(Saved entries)
++++
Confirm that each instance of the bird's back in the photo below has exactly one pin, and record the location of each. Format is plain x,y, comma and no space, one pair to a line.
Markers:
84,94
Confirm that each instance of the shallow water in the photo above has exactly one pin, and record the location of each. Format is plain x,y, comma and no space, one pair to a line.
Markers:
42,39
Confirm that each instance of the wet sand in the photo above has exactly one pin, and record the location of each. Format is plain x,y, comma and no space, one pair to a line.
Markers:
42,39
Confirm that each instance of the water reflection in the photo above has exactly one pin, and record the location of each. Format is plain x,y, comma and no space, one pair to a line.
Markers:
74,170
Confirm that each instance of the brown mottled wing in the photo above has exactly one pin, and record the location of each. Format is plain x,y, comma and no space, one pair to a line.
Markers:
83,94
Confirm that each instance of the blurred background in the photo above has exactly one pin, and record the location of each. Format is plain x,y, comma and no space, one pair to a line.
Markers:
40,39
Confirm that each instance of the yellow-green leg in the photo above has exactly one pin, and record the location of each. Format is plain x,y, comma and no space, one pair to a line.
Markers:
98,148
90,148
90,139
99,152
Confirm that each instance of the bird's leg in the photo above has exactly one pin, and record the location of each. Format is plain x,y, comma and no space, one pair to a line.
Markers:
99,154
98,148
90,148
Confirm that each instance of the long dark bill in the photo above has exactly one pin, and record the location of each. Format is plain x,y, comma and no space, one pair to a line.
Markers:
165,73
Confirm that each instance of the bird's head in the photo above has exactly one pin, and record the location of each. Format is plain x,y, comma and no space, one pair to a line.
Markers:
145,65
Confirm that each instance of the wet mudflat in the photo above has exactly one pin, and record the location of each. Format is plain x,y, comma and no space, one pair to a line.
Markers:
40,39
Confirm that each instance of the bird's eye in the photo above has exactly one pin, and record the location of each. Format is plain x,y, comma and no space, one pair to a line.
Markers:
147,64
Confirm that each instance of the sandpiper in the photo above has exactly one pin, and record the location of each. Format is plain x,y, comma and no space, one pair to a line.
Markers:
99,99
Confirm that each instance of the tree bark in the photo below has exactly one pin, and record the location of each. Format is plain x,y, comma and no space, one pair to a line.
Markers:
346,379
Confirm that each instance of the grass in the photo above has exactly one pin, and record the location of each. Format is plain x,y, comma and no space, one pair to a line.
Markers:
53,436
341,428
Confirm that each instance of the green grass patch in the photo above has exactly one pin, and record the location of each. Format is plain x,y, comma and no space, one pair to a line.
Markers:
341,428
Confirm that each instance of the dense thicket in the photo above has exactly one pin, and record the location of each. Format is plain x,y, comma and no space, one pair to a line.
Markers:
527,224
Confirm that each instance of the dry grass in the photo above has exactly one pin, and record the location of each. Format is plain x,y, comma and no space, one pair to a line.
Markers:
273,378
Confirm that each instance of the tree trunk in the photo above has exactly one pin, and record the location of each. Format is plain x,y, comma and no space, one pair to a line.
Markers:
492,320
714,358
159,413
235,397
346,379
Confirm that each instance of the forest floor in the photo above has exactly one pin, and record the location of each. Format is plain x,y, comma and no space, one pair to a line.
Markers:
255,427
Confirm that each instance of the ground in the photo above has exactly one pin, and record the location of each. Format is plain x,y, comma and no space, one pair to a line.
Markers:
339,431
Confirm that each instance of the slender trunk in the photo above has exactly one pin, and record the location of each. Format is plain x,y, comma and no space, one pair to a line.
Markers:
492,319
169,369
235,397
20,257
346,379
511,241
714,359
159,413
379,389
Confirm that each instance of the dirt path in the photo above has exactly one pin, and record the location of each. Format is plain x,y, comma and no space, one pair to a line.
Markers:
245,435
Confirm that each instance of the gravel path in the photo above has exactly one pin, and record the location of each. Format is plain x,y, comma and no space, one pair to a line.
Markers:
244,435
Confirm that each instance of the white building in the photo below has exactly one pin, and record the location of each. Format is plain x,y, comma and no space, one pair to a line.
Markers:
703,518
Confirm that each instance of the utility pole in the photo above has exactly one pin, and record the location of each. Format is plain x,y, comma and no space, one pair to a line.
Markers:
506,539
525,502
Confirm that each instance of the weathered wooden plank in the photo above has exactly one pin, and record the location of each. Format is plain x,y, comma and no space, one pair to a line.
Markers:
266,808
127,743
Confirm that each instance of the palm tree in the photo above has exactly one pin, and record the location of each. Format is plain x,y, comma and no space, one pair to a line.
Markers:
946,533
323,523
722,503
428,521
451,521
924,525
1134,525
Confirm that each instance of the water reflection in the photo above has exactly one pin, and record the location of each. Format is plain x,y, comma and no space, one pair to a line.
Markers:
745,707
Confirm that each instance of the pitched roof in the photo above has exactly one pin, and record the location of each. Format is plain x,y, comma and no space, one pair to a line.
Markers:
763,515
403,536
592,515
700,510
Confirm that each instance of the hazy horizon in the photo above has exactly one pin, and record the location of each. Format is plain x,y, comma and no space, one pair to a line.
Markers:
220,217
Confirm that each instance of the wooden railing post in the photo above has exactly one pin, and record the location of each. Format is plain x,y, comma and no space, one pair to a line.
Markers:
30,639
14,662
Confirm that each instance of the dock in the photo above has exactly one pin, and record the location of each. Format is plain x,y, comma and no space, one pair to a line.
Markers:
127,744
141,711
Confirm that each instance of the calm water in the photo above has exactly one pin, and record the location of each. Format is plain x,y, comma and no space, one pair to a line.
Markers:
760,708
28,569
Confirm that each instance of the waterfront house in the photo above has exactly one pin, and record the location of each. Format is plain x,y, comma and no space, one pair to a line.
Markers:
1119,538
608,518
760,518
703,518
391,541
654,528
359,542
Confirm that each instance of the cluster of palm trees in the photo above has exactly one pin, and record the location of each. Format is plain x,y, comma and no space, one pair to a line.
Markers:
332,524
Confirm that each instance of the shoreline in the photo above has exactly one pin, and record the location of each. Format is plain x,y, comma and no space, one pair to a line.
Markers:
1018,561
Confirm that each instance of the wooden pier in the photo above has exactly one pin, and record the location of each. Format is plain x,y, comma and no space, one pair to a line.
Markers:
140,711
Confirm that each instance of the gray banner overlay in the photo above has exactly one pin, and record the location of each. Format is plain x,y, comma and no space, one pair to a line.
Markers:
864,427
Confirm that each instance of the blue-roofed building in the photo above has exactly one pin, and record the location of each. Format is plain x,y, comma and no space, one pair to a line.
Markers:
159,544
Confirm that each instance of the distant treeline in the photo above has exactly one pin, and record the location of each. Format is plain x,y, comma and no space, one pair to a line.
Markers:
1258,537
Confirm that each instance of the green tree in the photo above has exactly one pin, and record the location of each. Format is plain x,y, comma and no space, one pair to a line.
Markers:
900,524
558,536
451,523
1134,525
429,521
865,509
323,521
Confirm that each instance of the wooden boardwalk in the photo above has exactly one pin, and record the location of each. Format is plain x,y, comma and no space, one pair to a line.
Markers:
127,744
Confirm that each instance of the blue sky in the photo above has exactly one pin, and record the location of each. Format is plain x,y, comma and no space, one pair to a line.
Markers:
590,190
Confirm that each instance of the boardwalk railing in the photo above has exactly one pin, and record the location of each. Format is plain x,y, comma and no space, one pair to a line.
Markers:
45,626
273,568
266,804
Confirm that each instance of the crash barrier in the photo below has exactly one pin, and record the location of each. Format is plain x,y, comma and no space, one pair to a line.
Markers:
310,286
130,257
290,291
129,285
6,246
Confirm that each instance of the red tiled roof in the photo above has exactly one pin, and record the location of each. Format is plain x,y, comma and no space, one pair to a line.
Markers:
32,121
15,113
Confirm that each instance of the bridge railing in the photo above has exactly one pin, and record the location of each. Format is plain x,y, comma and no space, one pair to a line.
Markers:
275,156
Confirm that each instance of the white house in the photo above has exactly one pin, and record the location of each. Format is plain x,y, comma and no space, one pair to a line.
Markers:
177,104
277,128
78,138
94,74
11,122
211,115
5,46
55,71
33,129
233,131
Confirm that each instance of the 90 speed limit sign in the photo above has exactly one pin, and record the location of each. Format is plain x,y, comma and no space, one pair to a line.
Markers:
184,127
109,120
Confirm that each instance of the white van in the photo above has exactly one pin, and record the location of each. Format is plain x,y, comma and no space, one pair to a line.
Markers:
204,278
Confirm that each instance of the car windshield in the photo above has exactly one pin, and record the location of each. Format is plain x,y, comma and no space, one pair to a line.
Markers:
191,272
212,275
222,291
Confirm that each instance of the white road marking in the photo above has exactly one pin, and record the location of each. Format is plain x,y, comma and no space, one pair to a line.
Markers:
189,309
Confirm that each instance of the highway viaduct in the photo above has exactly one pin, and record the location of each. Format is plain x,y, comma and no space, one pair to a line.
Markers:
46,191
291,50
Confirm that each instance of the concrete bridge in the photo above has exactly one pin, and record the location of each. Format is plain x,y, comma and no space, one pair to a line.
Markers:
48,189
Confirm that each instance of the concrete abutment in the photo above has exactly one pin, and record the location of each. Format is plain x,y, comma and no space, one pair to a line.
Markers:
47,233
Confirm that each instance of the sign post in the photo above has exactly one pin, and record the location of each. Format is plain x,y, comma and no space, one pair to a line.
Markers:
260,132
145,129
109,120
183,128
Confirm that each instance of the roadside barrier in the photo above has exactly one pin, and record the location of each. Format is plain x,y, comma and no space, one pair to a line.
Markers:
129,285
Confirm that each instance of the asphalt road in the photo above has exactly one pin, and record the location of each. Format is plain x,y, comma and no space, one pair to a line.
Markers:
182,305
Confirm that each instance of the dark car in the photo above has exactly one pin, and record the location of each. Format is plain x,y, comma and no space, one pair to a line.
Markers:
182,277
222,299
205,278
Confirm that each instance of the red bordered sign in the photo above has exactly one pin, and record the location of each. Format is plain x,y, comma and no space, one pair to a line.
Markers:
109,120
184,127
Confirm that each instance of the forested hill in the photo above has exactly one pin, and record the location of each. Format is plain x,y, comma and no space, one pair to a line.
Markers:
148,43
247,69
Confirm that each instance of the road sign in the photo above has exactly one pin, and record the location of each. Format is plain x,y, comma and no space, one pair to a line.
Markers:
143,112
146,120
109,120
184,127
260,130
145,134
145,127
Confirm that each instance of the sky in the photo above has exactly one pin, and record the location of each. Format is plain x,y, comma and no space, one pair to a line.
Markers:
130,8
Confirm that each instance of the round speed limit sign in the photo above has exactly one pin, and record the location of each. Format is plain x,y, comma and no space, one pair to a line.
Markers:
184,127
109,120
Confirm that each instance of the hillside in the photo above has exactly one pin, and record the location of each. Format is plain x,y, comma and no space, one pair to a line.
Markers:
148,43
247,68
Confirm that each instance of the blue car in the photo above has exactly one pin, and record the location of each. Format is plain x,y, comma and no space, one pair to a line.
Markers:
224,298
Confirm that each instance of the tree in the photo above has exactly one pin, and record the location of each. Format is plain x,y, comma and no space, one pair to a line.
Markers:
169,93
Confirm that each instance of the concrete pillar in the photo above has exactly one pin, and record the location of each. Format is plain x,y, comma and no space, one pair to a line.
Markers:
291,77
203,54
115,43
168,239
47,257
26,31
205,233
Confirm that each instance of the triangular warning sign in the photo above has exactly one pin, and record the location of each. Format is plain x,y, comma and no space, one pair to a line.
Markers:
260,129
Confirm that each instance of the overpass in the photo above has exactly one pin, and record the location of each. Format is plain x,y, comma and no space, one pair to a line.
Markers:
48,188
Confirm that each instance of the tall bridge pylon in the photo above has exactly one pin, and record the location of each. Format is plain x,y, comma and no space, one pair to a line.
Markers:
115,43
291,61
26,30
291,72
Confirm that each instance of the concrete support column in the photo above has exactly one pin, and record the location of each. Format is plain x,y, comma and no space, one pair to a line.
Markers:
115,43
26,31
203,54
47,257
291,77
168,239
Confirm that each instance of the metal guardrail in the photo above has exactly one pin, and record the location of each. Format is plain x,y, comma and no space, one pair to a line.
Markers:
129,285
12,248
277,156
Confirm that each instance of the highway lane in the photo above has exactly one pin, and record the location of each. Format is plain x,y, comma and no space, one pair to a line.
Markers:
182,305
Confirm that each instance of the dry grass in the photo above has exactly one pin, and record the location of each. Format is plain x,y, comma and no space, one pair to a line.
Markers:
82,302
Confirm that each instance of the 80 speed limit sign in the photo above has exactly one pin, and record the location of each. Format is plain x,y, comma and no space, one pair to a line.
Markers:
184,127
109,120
++++
### WHAT TO WORK ON
Copy the listing above word for word, from the line containing "Confirm that each instance of the tall" through the end of the listing, both ends included.

### OUTPUT BELOW
Confirm that each instance of the tall bridge pylon in the photo above has exactly one pin, and record the location of each. Format is plain x,y, comma and no space, one pair to a line.
Markers:
115,43
291,61
26,30
291,72
Confirm that each instance of the concrete support column in the photo above has exactly one pin, and record the location of each. Format is plain x,y, comma and no space, one pair to a line.
Markers:
115,43
26,31
203,54
47,257
291,77
168,239
Confirm that each instance of the metal guardrail in the photo above has exactly one pin, and record the location of each. Format is plain x,y, comma and no space, one pair to a line.
Markers:
129,285
12,248
277,156
Confirm that each instance of the highway lane in the photo above has exactly one pin, and record the location of each. Format is plain x,y, comma and no space, one pair to a line.
Markers:
182,305
Confirm that each instance of the dry grass in the photo above has exactly one pin, and record the location of each. Format is plain x,y, comma and no space, one pair to a line.
Markers:
82,302
Confirm that each instance of the 80 speed limit sign in the photo above has exactly one pin, and record the location of each. Format is plain x,y, comma and no space, one pair to a line.
Markers:
184,127
109,120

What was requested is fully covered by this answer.